__Datos proporcionados__:

┄┄┄┄┄┄┄┄┄┄┄┄┄┄┄┄┄┄┄┄

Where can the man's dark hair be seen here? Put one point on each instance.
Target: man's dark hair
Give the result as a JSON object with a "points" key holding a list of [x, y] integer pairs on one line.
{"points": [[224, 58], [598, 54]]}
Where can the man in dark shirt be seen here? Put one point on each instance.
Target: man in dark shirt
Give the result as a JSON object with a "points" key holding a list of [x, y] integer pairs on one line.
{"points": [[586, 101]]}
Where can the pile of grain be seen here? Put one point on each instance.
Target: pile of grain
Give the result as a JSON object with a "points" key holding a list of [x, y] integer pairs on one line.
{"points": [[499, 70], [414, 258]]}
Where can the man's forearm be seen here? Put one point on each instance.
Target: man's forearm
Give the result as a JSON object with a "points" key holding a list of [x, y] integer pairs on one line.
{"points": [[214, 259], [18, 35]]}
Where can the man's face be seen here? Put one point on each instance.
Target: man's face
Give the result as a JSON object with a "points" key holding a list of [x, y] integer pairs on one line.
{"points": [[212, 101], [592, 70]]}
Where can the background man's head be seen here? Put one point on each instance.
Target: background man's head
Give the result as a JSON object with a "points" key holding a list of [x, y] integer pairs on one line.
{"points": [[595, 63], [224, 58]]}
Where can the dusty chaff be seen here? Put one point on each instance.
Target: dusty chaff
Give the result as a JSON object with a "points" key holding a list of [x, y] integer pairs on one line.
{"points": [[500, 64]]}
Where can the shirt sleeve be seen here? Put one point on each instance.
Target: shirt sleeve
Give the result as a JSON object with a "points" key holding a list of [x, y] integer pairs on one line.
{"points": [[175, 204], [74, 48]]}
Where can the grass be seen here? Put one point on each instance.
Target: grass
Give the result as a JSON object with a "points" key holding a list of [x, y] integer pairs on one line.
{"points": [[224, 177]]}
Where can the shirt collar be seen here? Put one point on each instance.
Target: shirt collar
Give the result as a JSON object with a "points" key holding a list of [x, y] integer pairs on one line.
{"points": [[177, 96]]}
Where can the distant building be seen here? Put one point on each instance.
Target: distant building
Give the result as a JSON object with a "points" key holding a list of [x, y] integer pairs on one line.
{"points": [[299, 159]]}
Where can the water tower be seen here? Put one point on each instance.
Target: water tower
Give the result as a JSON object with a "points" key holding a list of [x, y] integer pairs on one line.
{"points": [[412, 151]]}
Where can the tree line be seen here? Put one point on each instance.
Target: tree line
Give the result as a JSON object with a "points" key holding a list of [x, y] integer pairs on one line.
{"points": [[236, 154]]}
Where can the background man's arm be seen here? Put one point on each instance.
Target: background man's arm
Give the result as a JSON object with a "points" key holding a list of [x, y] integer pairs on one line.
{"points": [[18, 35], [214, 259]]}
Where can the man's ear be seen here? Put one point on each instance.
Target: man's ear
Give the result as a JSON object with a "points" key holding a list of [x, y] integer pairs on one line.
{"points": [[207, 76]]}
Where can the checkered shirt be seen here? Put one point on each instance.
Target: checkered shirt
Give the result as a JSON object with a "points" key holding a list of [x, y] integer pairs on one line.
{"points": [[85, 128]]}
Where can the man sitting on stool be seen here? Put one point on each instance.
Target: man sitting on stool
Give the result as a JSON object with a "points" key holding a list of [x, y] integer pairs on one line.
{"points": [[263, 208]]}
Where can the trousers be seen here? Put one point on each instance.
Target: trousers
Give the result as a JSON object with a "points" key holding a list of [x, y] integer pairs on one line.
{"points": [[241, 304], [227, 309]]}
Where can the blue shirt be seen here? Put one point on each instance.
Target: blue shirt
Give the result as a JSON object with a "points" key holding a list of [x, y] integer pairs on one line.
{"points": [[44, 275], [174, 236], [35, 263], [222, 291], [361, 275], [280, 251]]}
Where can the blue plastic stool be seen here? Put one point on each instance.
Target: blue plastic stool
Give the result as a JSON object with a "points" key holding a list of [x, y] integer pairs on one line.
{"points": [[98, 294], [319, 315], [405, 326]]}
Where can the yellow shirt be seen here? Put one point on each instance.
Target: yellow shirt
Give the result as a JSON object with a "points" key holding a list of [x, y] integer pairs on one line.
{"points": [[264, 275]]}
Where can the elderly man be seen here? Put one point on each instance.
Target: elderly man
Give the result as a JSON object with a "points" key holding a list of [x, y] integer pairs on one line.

┄┄┄┄┄┄┄┄┄┄┄┄┄┄┄┄┄┄┄┄

__Consigna__:
Copia sin cambios el tramo de los registros que va desde la línea que contiene "Where can the elderly" hasta el final de los registros, con ambos extremos incluidos.

__Respuesta escrita__:
Where can the elderly man be seen here? Put one point on each instance.
Target: elderly man
Give the result as a JSON object with a "points" key holding a list of [x, y] integer pairs on one line.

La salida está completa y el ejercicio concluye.